Given task: Scale every box coordinate in the data between the lines holding "The automated pipeline tagged metal railing" and "[241,110,263,161]", inclusive, by 2.55, rounding each result to the nearest whole number with halves going up. Write out all of those lines again, keeping each line of wording unchanged and altering only the coordinates.

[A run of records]
--- Start ---
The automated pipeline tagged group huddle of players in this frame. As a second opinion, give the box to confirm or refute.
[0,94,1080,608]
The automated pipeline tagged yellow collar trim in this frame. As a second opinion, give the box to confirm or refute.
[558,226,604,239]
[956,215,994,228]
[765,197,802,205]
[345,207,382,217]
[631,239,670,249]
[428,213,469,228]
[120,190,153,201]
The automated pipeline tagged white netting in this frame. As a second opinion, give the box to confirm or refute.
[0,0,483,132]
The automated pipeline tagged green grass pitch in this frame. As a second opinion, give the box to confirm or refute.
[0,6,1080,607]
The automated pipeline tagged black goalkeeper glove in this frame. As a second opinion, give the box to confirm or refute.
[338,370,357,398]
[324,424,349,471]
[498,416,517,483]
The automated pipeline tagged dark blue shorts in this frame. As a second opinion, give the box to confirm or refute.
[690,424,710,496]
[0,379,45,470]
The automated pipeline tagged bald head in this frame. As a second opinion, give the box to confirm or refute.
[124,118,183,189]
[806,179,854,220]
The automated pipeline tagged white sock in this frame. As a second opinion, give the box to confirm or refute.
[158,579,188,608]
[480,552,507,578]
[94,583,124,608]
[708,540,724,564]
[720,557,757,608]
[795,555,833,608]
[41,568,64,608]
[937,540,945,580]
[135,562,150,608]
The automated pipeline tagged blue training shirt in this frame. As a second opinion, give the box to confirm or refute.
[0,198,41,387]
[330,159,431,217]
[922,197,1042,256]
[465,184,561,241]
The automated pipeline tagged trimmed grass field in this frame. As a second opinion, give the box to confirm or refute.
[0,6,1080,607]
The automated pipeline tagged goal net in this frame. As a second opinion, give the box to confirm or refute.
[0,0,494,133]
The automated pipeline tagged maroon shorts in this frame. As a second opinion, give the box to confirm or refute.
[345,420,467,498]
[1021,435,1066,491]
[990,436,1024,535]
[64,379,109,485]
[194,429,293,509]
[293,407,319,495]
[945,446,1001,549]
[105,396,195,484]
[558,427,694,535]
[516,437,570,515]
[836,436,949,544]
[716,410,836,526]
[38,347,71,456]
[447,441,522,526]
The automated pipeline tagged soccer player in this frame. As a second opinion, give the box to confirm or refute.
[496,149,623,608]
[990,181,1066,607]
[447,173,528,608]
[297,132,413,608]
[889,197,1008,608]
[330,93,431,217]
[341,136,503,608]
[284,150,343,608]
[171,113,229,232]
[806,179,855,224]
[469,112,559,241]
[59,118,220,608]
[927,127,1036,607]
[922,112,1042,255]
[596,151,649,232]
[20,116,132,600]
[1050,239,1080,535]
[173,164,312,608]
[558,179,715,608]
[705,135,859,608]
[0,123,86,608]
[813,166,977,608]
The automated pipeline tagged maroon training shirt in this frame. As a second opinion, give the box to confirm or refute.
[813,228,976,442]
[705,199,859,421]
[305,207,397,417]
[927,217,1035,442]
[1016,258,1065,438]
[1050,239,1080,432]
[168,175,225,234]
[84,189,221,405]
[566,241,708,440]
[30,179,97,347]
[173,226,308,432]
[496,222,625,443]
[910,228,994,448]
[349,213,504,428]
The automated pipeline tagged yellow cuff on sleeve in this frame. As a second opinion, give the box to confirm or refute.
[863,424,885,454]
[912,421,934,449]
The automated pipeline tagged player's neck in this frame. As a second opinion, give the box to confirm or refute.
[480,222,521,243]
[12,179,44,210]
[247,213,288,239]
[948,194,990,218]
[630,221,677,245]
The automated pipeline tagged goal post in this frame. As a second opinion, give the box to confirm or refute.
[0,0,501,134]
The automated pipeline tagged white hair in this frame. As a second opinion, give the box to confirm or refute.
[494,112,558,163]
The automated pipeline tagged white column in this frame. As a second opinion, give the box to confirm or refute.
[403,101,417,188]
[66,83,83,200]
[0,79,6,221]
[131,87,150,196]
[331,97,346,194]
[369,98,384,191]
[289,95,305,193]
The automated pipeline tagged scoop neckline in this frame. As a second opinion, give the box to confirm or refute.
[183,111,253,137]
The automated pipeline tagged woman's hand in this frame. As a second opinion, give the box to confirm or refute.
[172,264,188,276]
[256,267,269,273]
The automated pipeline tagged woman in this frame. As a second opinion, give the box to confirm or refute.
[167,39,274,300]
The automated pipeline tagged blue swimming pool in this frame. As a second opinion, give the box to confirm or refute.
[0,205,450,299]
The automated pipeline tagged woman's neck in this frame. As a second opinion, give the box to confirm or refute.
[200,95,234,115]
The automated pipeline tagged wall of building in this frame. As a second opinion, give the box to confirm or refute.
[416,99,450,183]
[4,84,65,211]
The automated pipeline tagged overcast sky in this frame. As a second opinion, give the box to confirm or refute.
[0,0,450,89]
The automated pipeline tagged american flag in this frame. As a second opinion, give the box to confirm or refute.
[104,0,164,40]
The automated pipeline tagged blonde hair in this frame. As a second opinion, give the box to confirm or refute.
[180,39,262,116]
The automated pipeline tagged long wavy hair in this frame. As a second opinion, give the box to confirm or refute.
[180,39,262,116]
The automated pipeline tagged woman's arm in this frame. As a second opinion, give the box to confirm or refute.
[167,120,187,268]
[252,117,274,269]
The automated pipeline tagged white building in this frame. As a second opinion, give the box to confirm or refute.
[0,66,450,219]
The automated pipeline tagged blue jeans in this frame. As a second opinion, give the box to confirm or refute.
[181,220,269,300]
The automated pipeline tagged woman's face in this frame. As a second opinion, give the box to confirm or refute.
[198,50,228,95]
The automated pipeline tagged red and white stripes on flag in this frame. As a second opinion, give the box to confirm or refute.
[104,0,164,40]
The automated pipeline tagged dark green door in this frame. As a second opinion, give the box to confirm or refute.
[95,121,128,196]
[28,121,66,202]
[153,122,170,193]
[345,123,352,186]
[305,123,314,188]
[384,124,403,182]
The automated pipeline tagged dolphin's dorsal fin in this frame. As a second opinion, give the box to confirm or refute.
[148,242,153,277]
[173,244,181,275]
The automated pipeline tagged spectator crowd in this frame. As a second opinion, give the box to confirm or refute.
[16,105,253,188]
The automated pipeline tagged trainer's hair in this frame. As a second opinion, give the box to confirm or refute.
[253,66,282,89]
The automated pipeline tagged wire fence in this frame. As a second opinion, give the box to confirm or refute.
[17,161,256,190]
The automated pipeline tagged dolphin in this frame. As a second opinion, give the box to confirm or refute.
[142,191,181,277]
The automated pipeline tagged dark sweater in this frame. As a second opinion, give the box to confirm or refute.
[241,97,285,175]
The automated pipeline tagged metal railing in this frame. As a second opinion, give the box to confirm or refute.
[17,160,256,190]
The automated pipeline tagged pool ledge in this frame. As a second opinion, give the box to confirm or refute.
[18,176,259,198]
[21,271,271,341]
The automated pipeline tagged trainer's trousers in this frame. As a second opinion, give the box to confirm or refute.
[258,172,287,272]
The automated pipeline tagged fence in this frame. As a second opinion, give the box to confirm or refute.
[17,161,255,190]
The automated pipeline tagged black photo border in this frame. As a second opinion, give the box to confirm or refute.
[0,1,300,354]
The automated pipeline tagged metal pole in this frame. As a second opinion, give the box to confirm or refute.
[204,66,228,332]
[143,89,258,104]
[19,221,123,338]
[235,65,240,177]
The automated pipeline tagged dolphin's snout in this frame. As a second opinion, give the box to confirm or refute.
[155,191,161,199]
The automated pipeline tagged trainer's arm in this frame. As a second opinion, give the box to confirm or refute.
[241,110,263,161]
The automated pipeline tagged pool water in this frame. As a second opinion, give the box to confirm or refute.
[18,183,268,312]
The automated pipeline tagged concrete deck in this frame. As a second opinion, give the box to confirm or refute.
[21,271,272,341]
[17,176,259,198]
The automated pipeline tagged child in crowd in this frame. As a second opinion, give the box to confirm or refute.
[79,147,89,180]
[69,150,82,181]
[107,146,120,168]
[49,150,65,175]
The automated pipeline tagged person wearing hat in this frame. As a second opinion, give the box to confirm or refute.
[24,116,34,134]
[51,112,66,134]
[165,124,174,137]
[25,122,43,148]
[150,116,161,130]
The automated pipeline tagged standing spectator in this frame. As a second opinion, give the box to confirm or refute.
--- End ---
The response:
The automated pipeline tagged metal railing in this frame. As a second opinion, give the box to confirm or refute.
[43,408,653,485]
The automated pipeline tagged pool ledge in this frame. As a second opinion, give the box to confirm or refute.
[46,449,660,505]
[54,691,691,870]
The automated pipeline tagged trainer's trousers in this frame. As a second opinion, give the box to confirm or refute.
[658,439,732,694]
The automated pipeline tagged fence in this frame. As a second opinion, give the box to confirm or refute.
[43,411,650,485]
The automated pipeline tagged black photo border in this frame. As a second opinion, give the box to confirm or refute.
[0,3,765,903]
The automated pipeline tagged metal pole in this frame. As a second opinion, give the box to confirm or refute.
[520,168,581,847]
[365,227,658,265]
[48,564,314,862]
[599,166,612,451]
The automated pipeline tagged dolphin's snout in this frame. As a second opinion, give the box to confirm or refute.
[395,487,411,507]
The automated pipeline tagged trainer's arm in this frame. As a second opinion, give the box to confirm or refute.
[615,281,671,411]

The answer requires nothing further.